_Your tasks:_
A. Duplicate the part of the Hawkeye review between "She takes Kate’s" and "is affecting him.", inclusive.
B. Using the Hawkeye review, answer these questions:
(i) From whose perspective is an entire detective story told?
(ii) What does the second issue look at?
(iii) Who is the artist that writer Matt Fraction had to trust?

#### Page text ####

She takes Kate’s existence personally, the things she tries to do are chilling – and Kate’s ultimate victory over her is both thrilling and hilarious and perfectly in character. She’s learned a bit too much from Clint, really, and his personality and viewpoint is affecting her as much as hers is affecting him.

Also, there is pizza dog.

An entire detective story is told from Pizza Dog’s perspective, and it is glorious.

Here’s where we start looking at the trick of his story; at it’s heart, Hawkeye is a coming of age story, a man-child and a young woman both fully coming into their own through sheer talent and stubborn determination. There’s a host of writers that could have told this story and done it well, but this is a series of comics that excelled.

The question is, how? The story is good, certainly, but it isn’t anything new or groundbreaking. X-O Manowar got the God of Comics treatment for the breadth of theme that it embraces and then digs deep within, and Coffin Hill was recognized for the complexity of its narrative flow. Hawkeye does something completely different by making the style of the story an extension of the substance.

A lot of writers look at style as flourish, something to add spice to the meat of what it is they’re working on. Comics are unique in that their storytelling relies overmuch on style, which is to say art, which makes them a visual medium that is quite unlike anything else. Never in the history of comics has their been a title that played with that concept quite like this one.

The second issue, for example, looks at what it’s like to be an archer. Take a look:

This one simple page allows us to understand what it’s like for Clint and Kate whenever they have a bow in hand. It gives us a sense of time, motion, and breath. We can begin to understand, on a visceral level, that the way both of them view the world is fundamentally different from how we view the world, while still being imminently relatable.

“Aw, Coffee, no.”

Writer Matt Fraction had to have a world of trust for his artist, David Aja, to explain that with nothing but artistic presentation. It plays with moments, with heartbeats and words and body language, and it turns two people that look strictly human into people that deserve to be hanging shoulder to shoulder with super soldiers and genius millionaires and gods.

#### Data to examine ####

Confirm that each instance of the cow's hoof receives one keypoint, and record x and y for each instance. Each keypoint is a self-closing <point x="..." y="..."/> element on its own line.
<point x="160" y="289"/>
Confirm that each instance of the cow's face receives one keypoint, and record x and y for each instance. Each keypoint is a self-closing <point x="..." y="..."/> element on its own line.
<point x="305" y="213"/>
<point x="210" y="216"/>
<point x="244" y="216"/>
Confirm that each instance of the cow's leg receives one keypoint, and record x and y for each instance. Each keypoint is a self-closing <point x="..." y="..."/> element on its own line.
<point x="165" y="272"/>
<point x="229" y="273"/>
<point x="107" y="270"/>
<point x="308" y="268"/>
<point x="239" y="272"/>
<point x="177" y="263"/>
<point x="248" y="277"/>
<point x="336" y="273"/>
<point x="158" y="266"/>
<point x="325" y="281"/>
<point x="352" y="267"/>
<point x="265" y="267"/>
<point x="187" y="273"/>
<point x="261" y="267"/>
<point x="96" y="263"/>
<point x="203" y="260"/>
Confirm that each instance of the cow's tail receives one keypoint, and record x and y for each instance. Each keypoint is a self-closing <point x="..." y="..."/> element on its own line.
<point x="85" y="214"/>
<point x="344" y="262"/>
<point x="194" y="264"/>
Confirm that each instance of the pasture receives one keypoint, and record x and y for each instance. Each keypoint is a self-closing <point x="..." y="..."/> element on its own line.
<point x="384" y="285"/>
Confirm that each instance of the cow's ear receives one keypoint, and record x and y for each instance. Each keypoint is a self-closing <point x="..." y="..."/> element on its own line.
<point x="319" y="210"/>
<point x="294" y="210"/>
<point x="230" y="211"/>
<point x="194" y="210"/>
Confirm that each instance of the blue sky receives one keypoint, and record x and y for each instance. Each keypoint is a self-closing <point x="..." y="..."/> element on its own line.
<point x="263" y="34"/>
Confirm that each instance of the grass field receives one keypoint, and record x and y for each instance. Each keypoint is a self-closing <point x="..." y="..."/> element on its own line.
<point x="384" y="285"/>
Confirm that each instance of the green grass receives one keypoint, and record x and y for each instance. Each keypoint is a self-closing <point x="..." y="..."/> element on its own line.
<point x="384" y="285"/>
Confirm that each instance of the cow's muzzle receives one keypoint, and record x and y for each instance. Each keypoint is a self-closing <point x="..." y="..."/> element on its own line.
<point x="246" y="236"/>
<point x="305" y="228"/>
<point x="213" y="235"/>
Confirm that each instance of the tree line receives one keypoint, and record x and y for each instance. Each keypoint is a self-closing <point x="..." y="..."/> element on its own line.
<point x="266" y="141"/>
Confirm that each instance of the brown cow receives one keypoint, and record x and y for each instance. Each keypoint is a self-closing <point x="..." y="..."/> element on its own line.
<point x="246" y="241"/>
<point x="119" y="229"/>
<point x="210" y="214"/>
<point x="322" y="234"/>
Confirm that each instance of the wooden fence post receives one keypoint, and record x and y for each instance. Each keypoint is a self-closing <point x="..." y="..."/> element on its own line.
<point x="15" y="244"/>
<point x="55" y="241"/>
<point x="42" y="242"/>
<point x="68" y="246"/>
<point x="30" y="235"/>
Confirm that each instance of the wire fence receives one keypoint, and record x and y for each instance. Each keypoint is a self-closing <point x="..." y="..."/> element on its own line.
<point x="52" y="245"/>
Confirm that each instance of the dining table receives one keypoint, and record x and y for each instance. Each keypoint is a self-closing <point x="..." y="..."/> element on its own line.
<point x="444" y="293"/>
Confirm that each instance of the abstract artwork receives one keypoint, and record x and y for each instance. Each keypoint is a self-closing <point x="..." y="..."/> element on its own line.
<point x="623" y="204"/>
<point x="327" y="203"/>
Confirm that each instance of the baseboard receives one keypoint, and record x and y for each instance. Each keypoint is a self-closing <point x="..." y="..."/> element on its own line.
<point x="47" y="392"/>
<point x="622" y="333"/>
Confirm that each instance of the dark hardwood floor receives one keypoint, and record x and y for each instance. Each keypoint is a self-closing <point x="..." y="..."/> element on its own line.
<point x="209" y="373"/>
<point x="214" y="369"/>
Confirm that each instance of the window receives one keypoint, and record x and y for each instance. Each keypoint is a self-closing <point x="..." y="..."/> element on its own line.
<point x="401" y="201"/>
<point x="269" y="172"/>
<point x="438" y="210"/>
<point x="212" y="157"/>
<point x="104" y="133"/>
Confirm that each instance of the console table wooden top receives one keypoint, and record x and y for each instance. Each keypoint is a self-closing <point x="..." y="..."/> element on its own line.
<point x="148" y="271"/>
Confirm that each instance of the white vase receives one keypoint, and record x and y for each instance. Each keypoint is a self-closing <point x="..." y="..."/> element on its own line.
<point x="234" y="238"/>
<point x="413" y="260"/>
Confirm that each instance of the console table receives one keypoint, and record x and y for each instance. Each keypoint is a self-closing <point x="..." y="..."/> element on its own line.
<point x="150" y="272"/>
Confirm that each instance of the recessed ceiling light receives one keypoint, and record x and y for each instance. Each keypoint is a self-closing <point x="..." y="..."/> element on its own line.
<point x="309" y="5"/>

####

_Expected responses:_
A.
She takes Kate’s existence personally, the things she tries to do are chilling – and Kate’s ultimate victory over her is both thrilling and hilarious and perfectly in character. She’s learned a bit too much from Clint, really, and his personality and viewpoint is affecting her as much as hers is affecting him.

B.
(i) Pizza Dog's
(ii) What it's like to be an archer
(iii) David Aja